> Exercise prompt
Copy out each line of the items below that contains the string "dark", treating uppercase and lowercase as different.

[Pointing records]
**********
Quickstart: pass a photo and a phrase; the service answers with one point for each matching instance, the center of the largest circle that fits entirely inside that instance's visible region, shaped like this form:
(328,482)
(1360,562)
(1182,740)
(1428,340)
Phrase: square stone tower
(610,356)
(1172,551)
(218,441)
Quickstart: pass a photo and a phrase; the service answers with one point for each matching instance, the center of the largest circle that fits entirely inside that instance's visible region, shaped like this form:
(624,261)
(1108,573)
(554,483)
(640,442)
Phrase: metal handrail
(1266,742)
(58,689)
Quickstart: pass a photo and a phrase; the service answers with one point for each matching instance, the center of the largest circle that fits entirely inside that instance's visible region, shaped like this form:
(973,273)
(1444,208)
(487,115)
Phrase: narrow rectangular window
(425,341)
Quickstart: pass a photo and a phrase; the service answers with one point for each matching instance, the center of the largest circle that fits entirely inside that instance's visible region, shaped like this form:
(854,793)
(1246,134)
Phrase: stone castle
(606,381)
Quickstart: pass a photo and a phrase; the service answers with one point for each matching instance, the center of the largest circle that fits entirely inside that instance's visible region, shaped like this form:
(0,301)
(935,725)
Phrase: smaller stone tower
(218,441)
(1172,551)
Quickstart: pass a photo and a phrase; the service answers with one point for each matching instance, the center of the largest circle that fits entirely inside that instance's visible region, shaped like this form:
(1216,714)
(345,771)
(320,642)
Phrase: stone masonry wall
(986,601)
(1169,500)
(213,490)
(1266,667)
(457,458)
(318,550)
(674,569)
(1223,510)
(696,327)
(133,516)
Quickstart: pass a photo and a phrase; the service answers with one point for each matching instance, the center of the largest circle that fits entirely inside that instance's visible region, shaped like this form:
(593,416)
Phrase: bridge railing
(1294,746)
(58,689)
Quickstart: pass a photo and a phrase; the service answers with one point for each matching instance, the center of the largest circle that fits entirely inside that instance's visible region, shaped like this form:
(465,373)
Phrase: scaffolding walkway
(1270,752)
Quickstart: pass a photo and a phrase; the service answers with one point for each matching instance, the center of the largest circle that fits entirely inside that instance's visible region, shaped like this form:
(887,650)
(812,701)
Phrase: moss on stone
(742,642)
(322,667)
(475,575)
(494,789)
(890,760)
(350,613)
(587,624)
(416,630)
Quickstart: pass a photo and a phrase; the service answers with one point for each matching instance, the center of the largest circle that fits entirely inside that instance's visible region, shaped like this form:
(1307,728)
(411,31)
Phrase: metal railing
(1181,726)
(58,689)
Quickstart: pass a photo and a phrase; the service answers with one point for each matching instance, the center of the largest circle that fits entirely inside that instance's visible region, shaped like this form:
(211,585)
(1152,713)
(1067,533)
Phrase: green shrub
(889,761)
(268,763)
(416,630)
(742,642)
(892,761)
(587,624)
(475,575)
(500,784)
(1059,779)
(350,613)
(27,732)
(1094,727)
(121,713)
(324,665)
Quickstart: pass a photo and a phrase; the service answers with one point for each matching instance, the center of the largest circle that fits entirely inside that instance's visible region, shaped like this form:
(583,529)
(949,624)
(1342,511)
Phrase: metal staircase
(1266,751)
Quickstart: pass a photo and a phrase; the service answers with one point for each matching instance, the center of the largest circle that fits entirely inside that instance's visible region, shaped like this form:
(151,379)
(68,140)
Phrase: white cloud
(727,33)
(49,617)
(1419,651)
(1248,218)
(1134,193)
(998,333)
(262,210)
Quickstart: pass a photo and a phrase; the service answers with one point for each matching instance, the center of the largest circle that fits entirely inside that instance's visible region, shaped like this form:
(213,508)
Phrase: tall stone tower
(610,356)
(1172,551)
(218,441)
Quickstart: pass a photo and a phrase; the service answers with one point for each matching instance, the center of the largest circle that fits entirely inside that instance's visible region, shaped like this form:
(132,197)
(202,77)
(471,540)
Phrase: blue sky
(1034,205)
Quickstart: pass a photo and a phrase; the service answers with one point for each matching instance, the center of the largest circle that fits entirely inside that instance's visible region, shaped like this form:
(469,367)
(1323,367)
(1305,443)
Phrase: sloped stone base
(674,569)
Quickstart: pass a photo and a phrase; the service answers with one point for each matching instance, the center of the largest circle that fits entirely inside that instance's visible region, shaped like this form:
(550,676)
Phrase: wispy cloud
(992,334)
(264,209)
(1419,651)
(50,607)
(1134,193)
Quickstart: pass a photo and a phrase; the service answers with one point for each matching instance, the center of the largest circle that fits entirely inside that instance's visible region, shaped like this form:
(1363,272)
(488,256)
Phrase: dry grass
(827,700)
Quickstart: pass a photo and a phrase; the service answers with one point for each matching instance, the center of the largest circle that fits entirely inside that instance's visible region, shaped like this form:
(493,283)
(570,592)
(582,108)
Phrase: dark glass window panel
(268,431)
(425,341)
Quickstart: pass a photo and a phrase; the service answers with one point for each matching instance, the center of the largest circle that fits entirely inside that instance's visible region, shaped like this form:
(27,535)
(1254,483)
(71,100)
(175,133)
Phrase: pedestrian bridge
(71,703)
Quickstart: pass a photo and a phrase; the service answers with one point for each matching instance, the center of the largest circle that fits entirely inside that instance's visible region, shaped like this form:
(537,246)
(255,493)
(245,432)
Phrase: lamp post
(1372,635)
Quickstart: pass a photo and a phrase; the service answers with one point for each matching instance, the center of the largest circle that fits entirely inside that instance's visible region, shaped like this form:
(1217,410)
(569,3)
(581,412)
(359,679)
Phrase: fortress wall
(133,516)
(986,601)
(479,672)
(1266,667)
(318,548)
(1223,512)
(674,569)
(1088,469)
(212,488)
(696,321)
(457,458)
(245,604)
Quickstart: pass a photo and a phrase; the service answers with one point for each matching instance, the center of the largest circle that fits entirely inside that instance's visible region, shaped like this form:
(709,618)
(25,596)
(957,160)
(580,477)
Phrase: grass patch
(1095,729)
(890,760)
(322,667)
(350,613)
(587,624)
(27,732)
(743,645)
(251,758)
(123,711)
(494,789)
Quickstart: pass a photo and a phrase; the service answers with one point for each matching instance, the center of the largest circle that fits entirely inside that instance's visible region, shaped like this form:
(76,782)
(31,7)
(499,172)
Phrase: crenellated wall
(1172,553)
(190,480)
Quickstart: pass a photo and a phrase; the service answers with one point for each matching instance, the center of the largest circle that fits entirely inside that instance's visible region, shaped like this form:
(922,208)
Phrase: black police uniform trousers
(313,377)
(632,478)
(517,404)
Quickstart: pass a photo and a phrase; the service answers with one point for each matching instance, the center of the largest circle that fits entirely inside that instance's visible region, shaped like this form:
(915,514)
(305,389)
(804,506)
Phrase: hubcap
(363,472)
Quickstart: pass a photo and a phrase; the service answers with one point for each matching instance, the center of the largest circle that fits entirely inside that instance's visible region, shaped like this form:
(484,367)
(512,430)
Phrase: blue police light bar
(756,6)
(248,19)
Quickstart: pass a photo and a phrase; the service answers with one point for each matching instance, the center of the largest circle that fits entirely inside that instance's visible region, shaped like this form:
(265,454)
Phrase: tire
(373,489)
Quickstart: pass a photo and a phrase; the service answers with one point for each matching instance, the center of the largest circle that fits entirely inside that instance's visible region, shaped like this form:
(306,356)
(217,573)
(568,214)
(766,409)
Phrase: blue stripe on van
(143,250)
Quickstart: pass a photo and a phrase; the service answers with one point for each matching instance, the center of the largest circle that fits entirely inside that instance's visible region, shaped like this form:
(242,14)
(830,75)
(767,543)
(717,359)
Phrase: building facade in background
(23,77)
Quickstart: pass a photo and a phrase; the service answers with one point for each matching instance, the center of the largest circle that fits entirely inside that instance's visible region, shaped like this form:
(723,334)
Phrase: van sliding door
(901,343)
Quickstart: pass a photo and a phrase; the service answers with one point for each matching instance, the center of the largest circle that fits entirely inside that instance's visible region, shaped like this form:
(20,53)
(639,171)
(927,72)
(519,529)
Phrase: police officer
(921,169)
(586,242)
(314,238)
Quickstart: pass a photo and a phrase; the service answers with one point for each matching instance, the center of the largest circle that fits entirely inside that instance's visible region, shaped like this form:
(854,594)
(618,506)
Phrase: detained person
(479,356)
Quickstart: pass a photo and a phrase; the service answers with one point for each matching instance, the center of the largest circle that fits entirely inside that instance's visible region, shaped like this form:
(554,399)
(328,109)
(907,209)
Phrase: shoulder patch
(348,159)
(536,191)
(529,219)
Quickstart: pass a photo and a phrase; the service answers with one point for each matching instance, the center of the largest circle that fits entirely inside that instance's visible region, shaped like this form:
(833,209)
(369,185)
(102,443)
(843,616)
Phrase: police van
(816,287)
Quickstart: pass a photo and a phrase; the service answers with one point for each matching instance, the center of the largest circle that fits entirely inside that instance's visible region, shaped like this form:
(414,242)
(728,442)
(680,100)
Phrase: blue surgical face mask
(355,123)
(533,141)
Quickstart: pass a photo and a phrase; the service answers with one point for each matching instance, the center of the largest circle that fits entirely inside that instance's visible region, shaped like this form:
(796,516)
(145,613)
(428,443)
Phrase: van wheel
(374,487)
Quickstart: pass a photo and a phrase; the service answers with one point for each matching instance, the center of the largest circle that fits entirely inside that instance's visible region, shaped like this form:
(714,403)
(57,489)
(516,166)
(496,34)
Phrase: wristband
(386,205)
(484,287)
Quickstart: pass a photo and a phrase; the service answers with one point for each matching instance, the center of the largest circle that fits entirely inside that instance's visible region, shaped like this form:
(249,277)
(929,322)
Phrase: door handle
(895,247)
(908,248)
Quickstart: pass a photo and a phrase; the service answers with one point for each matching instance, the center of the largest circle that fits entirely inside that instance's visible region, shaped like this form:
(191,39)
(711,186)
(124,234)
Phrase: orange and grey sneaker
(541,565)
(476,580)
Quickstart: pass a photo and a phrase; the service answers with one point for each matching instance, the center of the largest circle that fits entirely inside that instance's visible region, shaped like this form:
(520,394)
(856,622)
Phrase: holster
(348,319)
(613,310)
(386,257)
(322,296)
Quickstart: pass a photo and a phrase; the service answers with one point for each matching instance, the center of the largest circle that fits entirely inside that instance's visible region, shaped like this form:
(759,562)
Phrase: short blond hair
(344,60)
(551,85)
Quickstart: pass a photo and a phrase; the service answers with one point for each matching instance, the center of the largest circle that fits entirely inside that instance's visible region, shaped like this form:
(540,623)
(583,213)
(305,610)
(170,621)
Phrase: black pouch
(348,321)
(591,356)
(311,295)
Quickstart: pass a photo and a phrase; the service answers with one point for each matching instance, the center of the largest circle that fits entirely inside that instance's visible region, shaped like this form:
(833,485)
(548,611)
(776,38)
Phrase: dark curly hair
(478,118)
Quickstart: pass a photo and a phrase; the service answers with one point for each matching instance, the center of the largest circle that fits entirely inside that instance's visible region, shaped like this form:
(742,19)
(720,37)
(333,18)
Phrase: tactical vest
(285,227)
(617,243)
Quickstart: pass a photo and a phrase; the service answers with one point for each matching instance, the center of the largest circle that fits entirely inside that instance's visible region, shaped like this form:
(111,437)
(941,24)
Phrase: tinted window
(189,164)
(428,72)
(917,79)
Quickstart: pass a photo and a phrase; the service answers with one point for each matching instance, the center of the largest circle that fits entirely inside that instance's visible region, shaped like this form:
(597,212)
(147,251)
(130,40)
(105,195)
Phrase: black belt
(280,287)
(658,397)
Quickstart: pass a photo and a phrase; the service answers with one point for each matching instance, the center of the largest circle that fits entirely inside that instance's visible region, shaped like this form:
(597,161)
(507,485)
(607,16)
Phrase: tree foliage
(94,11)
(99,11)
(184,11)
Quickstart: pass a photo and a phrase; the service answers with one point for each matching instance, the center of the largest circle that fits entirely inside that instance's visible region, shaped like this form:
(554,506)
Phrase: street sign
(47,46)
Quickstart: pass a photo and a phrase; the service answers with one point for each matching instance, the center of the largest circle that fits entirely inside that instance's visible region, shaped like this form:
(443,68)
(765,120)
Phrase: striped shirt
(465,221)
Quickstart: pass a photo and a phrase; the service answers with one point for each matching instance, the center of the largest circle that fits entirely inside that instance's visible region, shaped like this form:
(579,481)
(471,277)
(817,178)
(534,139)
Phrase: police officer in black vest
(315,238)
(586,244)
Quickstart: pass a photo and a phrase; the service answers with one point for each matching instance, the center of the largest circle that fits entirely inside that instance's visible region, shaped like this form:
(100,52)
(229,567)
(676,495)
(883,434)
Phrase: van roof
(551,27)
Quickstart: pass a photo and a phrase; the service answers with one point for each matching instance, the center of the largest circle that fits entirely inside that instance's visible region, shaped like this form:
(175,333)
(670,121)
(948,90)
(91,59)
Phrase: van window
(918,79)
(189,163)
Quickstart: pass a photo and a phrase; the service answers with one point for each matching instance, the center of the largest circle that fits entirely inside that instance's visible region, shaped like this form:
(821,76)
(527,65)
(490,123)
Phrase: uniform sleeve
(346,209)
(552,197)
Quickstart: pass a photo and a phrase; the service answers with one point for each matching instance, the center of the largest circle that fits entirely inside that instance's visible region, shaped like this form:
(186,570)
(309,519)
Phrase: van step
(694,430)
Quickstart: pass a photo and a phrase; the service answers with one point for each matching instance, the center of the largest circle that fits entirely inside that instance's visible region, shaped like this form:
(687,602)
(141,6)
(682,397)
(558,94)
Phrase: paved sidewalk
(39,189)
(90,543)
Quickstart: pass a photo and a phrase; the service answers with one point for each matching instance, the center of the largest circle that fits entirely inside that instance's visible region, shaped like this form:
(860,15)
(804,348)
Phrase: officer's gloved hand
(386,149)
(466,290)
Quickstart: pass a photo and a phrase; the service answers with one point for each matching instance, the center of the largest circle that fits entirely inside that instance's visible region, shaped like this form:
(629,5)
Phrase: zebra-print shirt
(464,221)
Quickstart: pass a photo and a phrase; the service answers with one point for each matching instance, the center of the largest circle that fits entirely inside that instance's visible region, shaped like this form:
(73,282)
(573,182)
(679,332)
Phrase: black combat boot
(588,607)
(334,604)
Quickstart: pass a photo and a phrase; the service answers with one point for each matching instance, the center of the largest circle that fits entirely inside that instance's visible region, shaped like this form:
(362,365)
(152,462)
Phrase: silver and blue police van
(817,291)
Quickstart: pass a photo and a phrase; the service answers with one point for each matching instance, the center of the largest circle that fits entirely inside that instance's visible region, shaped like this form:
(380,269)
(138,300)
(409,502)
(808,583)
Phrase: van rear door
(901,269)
**********
> The result
Phrase: dark glass window panel
Phrase: dark curly hair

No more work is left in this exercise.